TEKSTFRAGMENT —
□ □ □

Stad Hasselt maakte de drie namen bekend die voortaan de nieuwe stadhuissite aan de Guffenslaan zullen aanduiden, evenals het nieuwe stadskantoor en de gerenoveerde rijkswachtkazerne. Elke Hasselaar of geïnteresseerde bezoeker kan tijdens Openwervendag op zondag 6 mei een uitgestippelde route doorheen de twee verbonden gebouwen maken.
300 Hasselaren bedachten een naam voor de drie afzonderlijke delen – de gehele site, de nieuwbouw en de kazerne. Daaruit stelde een jury vijf naampakketten samen voor een tweede volkskeuze, waar tweeduizend Hasselaren op reageerden. Een overgrote meerderheid koos voor het pakket ‘Obbe Beek – ’t Scheep – de Kezerreme’, lichten burgemeester Nadja Vananroye en schepen Valerie Del Re heel tevreden toe.
“De nieuwe stadskantoren zijn er voor àlle Hasselaren,” vertellen beiden herhaaldelijk tijdens persbabbels en toespraken en dit weekend ook in een speelse videoprojectie in het gebouw. We tippen dat dit filmpje de komende tijd ook nog wel ergens in de een of andere promocampagne zal opduiken – en stellen bovendien verborgen talenten vast bij de twee leading ladies van het huidige stadsbestuur.

□ □ □

AANGELEVERDE GEGEVENS —
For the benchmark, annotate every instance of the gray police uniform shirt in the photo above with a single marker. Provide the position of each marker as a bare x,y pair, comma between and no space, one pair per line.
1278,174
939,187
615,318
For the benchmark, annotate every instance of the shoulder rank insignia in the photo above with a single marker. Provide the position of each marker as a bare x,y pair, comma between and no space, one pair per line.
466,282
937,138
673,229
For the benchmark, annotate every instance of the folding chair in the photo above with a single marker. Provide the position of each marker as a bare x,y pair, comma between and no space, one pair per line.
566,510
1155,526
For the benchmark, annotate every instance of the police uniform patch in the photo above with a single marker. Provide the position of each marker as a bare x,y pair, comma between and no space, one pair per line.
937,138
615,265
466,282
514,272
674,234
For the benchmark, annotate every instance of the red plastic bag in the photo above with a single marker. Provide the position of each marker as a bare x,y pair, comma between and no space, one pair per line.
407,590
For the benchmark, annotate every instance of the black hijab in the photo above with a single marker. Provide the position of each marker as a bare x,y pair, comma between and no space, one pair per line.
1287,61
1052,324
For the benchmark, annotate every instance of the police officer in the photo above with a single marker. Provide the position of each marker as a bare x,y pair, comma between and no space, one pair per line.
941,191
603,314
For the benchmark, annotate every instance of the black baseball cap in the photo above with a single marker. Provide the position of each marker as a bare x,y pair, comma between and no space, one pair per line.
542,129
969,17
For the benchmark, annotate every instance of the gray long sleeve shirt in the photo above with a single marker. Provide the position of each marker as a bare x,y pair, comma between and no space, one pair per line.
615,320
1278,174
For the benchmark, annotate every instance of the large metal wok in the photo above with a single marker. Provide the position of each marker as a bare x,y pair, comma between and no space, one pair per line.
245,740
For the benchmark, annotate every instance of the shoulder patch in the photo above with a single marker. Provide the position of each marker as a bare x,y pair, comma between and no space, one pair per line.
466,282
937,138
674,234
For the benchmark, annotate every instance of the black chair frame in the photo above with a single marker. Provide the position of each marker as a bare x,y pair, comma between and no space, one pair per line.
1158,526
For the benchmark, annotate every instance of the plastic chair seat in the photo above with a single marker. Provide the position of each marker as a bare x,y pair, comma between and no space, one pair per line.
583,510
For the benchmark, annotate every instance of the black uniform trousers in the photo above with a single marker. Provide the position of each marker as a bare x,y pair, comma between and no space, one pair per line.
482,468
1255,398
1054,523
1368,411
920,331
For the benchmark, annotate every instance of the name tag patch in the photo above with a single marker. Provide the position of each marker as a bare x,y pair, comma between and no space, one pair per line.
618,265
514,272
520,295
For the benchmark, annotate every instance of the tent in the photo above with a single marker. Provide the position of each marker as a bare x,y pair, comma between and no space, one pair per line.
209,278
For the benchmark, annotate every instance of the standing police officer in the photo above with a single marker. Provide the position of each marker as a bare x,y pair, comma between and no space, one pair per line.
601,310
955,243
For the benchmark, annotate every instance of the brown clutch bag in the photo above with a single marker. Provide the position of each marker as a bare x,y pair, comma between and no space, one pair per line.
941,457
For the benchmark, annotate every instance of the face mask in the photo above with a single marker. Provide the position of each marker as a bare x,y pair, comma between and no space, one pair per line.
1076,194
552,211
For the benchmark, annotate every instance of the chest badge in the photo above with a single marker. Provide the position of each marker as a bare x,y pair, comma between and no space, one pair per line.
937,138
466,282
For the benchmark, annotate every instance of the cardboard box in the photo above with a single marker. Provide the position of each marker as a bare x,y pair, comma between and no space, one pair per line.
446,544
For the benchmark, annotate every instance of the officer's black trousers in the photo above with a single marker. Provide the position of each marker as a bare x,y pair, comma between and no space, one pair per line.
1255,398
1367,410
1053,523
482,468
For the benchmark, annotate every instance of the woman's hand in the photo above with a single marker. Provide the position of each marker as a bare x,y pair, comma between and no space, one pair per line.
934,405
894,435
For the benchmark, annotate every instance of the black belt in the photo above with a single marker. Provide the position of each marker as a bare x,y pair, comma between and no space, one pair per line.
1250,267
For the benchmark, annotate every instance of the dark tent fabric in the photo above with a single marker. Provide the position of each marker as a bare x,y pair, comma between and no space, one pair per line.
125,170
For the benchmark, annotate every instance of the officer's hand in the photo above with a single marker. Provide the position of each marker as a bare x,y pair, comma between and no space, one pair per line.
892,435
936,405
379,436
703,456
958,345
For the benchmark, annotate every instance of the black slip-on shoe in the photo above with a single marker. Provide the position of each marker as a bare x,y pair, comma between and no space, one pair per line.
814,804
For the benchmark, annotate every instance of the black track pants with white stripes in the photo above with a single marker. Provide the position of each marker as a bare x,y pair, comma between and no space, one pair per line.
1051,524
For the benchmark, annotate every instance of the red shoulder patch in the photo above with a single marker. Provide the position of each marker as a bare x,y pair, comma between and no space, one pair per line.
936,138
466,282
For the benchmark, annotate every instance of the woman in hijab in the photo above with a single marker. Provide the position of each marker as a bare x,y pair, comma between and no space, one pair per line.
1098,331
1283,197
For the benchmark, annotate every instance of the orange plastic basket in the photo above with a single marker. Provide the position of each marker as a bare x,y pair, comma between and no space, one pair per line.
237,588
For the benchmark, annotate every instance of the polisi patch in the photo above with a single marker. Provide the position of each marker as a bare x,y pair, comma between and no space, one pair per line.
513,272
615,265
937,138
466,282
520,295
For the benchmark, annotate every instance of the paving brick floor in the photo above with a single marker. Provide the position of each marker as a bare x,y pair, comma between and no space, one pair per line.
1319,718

□ □ □

LIJST MET OPDRACHTEN —
(A) Noem alle namen uit het naampakket dat de overgrote meerderheid koos volgens de tekst over de nieuwe stadhuissite in Hasselt.
(B) Selecteer uit de vermeldingen elke regel waarin het woord "gray" staat. Hoofdletters en kleine letters tellen mee.

VERWACHTE ANTWOORDEN —
(A)
Obbe Beek
’t Scheep
de Kezerreme

(B)
For the benchmark, annotate every instance of the gray police uniform shirt in the photo above with a single marker. Provide the position of each marker as a bare x,y pair, comma between and no space, one pair per line.
For the benchmark, annotate every instance of the gray long sleeve shirt in the photo above with a single marker. Provide the position of each marker as a bare x,y pair, comma between and no space, one pair per line.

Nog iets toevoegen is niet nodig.